BEGIN Data rows

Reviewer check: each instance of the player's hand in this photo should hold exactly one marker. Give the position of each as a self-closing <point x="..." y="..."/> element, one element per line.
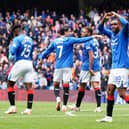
<point x="39" y="63"/>
<point x="107" y="16"/>
<point x="99" y="37"/>
<point x="92" y="72"/>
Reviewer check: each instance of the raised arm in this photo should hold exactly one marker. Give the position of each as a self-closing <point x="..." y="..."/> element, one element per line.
<point x="80" y="40"/>
<point x="123" y="21"/>
<point x="101" y="27"/>
<point x="47" y="51"/>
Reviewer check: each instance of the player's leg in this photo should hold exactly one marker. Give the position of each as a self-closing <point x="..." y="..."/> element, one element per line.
<point x="123" y="94"/>
<point x="84" y="78"/>
<point x="11" y="97"/>
<point x="67" y="76"/>
<point x="110" y="103"/>
<point x="12" y="77"/>
<point x="57" y="79"/>
<point x="28" y="80"/>
<point x="65" y="95"/>
<point x="57" y="94"/>
<point x="30" y="96"/>
<point x="81" y="93"/>
<point x="95" y="82"/>
<point x="97" y="90"/>
<point x="123" y="84"/>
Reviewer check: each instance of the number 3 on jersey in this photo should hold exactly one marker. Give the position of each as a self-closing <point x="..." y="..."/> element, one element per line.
<point x="60" y="51"/>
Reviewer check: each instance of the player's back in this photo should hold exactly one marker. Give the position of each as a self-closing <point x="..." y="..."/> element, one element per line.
<point x="22" y="47"/>
<point x="64" y="52"/>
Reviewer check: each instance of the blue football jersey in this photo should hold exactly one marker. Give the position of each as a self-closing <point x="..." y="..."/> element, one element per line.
<point x="63" y="47"/>
<point x="22" y="48"/>
<point x="92" y="45"/>
<point x="119" y="45"/>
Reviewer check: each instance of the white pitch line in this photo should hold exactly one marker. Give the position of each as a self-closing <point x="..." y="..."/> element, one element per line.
<point x="70" y="113"/>
<point x="55" y="116"/>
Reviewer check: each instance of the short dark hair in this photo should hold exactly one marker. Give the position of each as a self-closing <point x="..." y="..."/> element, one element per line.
<point x="89" y="29"/>
<point x="14" y="27"/>
<point x="63" y="30"/>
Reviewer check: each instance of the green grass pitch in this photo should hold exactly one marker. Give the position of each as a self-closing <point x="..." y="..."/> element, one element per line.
<point x="46" y="117"/>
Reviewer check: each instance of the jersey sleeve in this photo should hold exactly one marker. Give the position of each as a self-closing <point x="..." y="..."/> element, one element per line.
<point x="80" y="40"/>
<point x="104" y="30"/>
<point x="88" y="46"/>
<point x="125" y="25"/>
<point x="47" y="51"/>
<point x="14" y="47"/>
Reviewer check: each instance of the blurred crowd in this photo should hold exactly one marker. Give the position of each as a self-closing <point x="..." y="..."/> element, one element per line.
<point x="43" y="27"/>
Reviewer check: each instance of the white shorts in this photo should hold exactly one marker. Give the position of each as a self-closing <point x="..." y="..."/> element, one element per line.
<point x="64" y="74"/>
<point x="85" y="77"/>
<point x="119" y="77"/>
<point x="24" y="69"/>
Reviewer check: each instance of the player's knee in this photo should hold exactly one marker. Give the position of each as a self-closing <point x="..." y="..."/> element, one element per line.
<point x="10" y="84"/>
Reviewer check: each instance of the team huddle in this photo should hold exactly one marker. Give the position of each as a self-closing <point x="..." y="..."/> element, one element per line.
<point x="21" y="51"/>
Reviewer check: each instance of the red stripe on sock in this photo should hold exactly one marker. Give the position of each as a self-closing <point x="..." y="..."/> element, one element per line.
<point x="126" y="98"/>
<point x="97" y="89"/>
<point x="11" y="89"/>
<point x="66" y="85"/>
<point x="110" y="97"/>
<point x="30" y="91"/>
<point x="81" y="89"/>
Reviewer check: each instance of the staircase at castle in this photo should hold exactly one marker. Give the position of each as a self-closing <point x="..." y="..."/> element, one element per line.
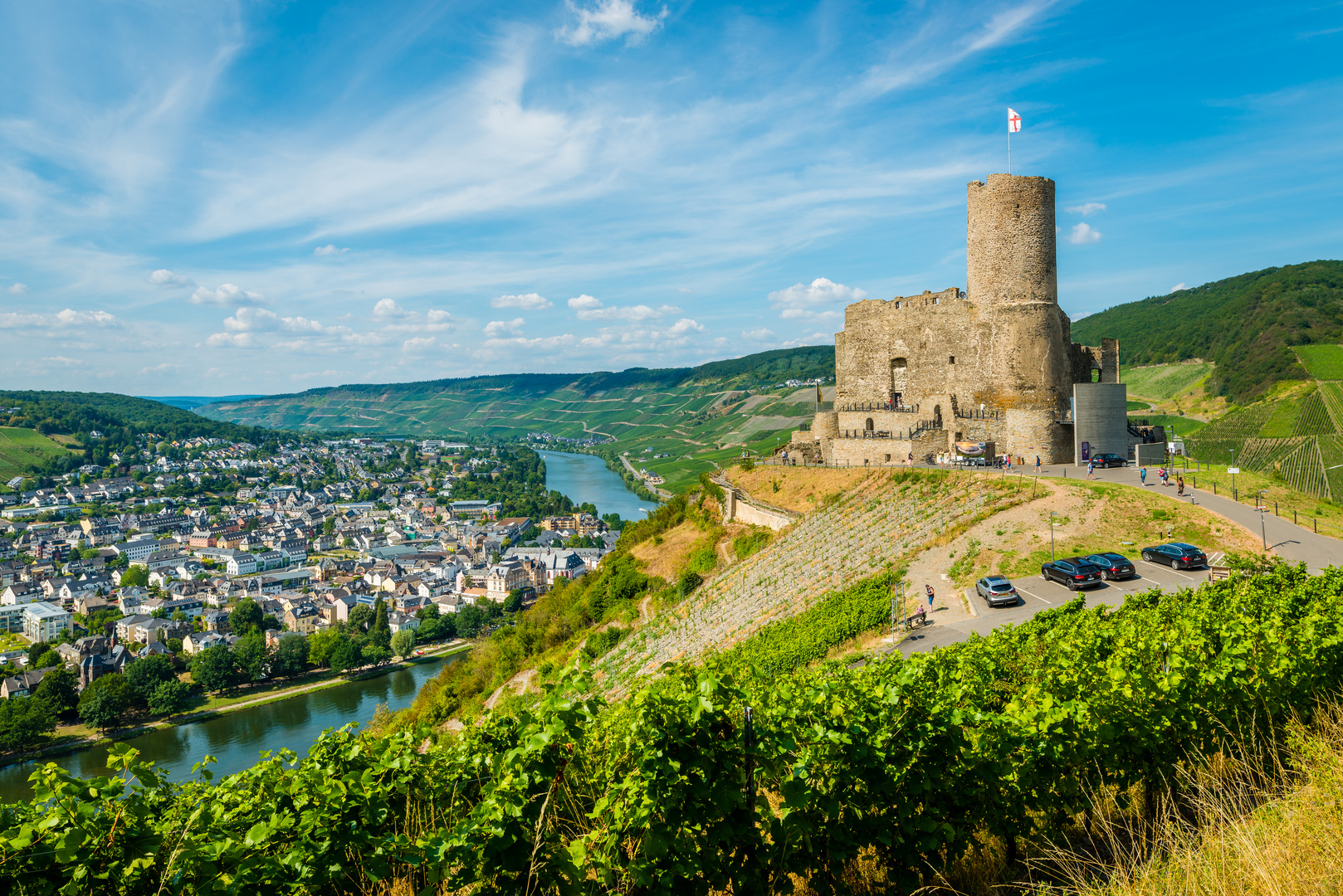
<point x="828" y="550"/>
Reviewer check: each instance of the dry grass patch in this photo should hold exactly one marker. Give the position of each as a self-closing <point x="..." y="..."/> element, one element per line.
<point x="665" y="555"/>
<point x="797" y="488"/>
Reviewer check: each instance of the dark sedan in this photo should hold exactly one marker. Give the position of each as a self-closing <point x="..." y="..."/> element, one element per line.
<point x="1075" y="572"/>
<point x="1114" y="566"/>
<point x="1177" y="555"/>
<point x="997" y="590"/>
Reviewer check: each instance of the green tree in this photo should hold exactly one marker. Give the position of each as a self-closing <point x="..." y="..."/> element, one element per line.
<point x="403" y="642"/>
<point x="360" y="617"/>
<point x="291" y="655"/>
<point x="380" y="633"/>
<point x="134" y="577"/>
<point x="60" y="688"/>
<point x="35" y="650"/>
<point x="169" y="698"/>
<point x="49" y="660"/>
<point x="105" y="702"/>
<point x="323" y="644"/>
<point x="144" y="676"/>
<point x="245" y="618"/>
<point x="347" y="655"/>
<point x="376" y="655"/>
<point x="252" y="659"/>
<point x="212" y="670"/>
<point x="471" y="620"/>
<point x="23" y="720"/>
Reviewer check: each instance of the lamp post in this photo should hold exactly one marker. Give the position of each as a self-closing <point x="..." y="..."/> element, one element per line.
<point x="1262" y="509"/>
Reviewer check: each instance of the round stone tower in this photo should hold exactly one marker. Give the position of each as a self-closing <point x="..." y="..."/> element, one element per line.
<point x="1010" y="241"/>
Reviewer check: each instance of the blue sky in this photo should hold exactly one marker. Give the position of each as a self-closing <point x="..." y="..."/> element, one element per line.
<point x="206" y="199"/>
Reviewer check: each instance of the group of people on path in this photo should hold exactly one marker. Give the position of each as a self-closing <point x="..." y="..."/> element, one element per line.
<point x="1165" y="476"/>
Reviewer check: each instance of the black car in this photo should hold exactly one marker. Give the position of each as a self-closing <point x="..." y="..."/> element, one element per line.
<point x="1114" y="566"/>
<point x="1075" y="572"/>
<point x="1177" y="555"/>
<point x="997" y="590"/>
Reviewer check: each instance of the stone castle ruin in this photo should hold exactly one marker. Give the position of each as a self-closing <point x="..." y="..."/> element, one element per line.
<point x="991" y="364"/>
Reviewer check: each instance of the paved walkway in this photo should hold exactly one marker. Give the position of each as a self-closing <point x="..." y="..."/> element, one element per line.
<point x="1286" y="539"/>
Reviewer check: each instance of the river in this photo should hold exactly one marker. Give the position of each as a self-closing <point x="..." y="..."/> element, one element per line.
<point x="584" y="477"/>
<point x="237" y="738"/>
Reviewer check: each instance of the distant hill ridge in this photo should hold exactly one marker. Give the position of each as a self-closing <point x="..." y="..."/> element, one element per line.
<point x="1247" y="325"/>
<point x="806" y="362"/>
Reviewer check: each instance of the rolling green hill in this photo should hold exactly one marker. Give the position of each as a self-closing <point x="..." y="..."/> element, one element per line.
<point x="1248" y="325"/>
<point x="696" y="416"/>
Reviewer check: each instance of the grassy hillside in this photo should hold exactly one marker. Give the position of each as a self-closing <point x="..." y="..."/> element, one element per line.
<point x="23" y="449"/>
<point x="696" y="416"/>
<point x="1248" y="325"/>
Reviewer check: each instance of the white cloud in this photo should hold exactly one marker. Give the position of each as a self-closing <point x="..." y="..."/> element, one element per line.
<point x="1082" y="234"/>
<point x="260" y="320"/>
<point x="227" y="295"/>
<point x="527" y="301"/>
<point x="164" y="277"/>
<point x="608" y="21"/>
<point x="159" y="368"/>
<point x="497" y="328"/>
<point x="232" y="340"/>
<point x="591" y="309"/>
<point x="814" y="301"/>
<point x="584" y="303"/>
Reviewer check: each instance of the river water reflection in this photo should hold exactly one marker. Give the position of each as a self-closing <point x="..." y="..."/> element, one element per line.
<point x="237" y="738"/>
<point x="584" y="479"/>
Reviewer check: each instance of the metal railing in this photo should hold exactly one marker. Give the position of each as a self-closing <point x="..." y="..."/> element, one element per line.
<point x="877" y="407"/>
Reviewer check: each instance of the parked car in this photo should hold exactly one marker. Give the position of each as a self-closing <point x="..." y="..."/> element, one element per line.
<point x="1177" y="555"/>
<point x="1114" y="566"/>
<point x="997" y="590"/>
<point x="1075" y="572"/>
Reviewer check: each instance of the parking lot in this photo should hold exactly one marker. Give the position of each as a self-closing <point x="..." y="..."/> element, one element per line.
<point x="1036" y="594"/>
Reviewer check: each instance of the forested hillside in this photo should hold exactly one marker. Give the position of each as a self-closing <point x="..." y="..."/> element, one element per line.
<point x="1247" y="325"/>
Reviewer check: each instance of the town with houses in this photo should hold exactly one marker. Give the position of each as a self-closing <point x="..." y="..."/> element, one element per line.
<point x="108" y="570"/>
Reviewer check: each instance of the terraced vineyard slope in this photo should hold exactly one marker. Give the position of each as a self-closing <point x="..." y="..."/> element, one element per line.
<point x="886" y="516"/>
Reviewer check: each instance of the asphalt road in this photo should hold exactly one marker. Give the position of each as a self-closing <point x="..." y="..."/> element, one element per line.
<point x="1291" y="542"/>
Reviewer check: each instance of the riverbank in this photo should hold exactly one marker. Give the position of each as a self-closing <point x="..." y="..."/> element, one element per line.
<point x="217" y="707"/>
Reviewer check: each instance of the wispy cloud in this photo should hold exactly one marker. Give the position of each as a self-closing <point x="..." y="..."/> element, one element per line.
<point x="1082" y="234"/>
<point x="226" y="295"/>
<point x="821" y="299"/>
<point x="608" y="21"/>
<point x="528" y="301"/>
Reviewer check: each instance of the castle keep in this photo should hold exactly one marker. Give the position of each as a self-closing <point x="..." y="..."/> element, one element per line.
<point x="994" y="363"/>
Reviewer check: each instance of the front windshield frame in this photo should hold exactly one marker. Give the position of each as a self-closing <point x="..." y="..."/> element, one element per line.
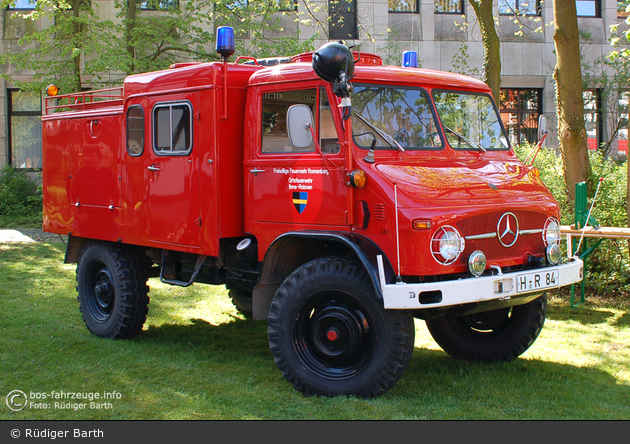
<point x="436" y="133"/>
<point x="467" y="146"/>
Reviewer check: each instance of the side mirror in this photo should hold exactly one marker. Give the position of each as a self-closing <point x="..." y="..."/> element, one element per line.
<point x="299" y="123"/>
<point x="542" y="130"/>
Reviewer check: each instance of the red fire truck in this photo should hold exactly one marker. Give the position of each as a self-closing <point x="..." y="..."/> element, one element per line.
<point x="333" y="196"/>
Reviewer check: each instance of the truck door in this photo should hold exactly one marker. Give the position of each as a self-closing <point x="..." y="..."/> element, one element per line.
<point x="173" y="179"/>
<point x="290" y="185"/>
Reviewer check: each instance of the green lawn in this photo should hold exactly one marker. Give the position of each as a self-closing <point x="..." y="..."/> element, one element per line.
<point x="199" y="359"/>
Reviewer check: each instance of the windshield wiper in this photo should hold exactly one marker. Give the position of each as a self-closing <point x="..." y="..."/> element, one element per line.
<point x="460" y="137"/>
<point x="389" y="139"/>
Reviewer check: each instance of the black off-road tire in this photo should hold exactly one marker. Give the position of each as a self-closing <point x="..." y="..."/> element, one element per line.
<point x="113" y="295"/>
<point x="497" y="335"/>
<point x="330" y="334"/>
<point x="242" y="301"/>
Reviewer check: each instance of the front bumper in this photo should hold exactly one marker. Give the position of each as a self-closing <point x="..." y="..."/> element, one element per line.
<point x="473" y="290"/>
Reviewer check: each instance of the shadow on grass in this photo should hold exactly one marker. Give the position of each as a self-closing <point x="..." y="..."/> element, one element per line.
<point x="466" y="390"/>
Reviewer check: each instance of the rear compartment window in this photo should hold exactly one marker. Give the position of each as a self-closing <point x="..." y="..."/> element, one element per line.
<point x="275" y="136"/>
<point x="135" y="130"/>
<point x="172" y="129"/>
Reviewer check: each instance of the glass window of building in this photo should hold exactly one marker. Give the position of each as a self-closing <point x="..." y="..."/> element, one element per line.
<point x="159" y="5"/>
<point x="588" y="8"/>
<point x="520" y="109"/>
<point x="592" y="118"/>
<point x="23" y="4"/>
<point x="449" y="6"/>
<point x="622" y="12"/>
<point x="403" y="5"/>
<point x="513" y="7"/>
<point x="25" y="129"/>
<point x="622" y="135"/>
<point x="343" y="20"/>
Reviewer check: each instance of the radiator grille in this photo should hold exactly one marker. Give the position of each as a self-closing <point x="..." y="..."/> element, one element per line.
<point x="531" y="243"/>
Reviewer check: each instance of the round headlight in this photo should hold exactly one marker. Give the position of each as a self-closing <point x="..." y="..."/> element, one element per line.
<point x="477" y="263"/>
<point x="553" y="254"/>
<point x="446" y="245"/>
<point x="551" y="232"/>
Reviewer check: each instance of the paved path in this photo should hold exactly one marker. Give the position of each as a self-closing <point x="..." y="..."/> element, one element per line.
<point x="29" y="235"/>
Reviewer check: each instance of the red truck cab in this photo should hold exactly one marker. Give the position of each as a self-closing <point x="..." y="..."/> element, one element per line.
<point x="334" y="196"/>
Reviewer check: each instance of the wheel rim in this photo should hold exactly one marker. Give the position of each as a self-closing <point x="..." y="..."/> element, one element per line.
<point x="100" y="294"/>
<point x="333" y="337"/>
<point x="486" y="324"/>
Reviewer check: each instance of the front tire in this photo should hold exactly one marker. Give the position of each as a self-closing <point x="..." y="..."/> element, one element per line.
<point x="330" y="335"/>
<point x="113" y="295"/>
<point x="491" y="336"/>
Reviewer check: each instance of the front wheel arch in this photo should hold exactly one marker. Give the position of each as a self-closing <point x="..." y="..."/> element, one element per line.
<point x="292" y="250"/>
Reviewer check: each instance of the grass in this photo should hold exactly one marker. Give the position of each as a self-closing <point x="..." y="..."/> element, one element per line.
<point x="199" y="359"/>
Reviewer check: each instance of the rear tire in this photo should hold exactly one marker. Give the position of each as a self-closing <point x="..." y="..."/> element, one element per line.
<point x="330" y="334"/>
<point x="497" y="335"/>
<point x="113" y="295"/>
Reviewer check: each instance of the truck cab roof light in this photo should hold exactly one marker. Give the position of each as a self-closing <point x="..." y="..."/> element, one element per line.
<point x="52" y="90"/>
<point x="410" y="59"/>
<point x="226" y="43"/>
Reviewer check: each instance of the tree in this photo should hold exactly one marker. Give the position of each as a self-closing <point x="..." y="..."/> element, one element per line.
<point x="569" y="99"/>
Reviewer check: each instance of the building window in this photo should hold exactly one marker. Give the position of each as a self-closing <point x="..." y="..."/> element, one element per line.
<point x="514" y="7"/>
<point x="622" y="13"/>
<point x="403" y="5"/>
<point x="24" y="5"/>
<point x="588" y="8"/>
<point x="343" y="20"/>
<point x="287" y="5"/>
<point x="520" y="109"/>
<point x="622" y="135"/>
<point x="592" y="118"/>
<point x="25" y="129"/>
<point x="159" y="5"/>
<point x="449" y="6"/>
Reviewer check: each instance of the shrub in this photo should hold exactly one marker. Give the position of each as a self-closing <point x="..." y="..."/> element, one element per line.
<point x="20" y="199"/>
<point x="608" y="267"/>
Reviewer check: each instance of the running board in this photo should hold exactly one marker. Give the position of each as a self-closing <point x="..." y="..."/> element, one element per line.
<point x="200" y="261"/>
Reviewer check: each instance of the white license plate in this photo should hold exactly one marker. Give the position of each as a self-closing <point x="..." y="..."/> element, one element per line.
<point x="536" y="281"/>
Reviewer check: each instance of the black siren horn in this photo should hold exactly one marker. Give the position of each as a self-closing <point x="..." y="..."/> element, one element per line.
<point x="331" y="60"/>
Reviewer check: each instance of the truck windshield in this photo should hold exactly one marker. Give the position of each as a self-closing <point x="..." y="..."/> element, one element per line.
<point x="470" y="121"/>
<point x="395" y="117"/>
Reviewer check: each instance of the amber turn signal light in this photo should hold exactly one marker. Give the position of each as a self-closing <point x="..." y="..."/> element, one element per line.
<point x="421" y="224"/>
<point x="52" y="90"/>
<point x="358" y="178"/>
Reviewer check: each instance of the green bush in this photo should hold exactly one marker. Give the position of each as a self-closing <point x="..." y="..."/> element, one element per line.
<point x="20" y="199"/>
<point x="608" y="267"/>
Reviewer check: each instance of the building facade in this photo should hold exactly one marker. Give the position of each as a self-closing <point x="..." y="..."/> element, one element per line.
<point x="444" y="33"/>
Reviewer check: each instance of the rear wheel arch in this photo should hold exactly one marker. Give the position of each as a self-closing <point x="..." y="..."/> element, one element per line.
<point x="292" y="250"/>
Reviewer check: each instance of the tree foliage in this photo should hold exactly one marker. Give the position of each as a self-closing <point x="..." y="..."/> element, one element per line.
<point x="75" y="49"/>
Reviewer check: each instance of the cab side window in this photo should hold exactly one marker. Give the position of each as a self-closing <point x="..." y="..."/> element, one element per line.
<point x="172" y="128"/>
<point x="275" y="136"/>
<point x="328" y="139"/>
<point x="135" y="130"/>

END Data rows

▶ [What to produce] Repeat exactly, and only, the lines from the line containing "Reviewer check: each instance of the amber" through the last line of the records above, both included.

▶ [Worked answer]
Reviewer check: each instance of the amber turn signal light in this photo should hold exactly one marker. Give the position of each as a self-closing <point x="..." y="..."/> element, one element per line.
<point x="421" y="224"/>
<point x="52" y="90"/>
<point x="358" y="178"/>
Reviewer check: each instance of the green bush in this photo should hold exactly one marker. Give the position of each as a self-closing <point x="..." y="..."/> element, one element per line.
<point x="20" y="199"/>
<point x="608" y="267"/>
Reviewer check: each instance of the building facade in this photo should hold exactly one marker. Give the position of each as a self-closing <point x="..." y="..."/> element, one element per line.
<point x="444" y="33"/>
Reviewer check: each instance of the rear wheel arch in this photo should hold exactly one marker. Give the position of each as a self-closing <point x="..." y="..."/> element, one element per line.
<point x="292" y="250"/>
Reviewer check: each instance of the tree foliage in this photo should hold exactly one marker. Give the position of each as a self-closing <point x="..." y="..."/> element, one element per line.
<point x="75" y="49"/>
Reviewer check: each instance of the cab side window in this photo should hold exactly one marker. Give the position of each as a self-closing <point x="..." y="..."/> element, one element per line.
<point x="172" y="128"/>
<point x="275" y="136"/>
<point x="328" y="139"/>
<point x="135" y="130"/>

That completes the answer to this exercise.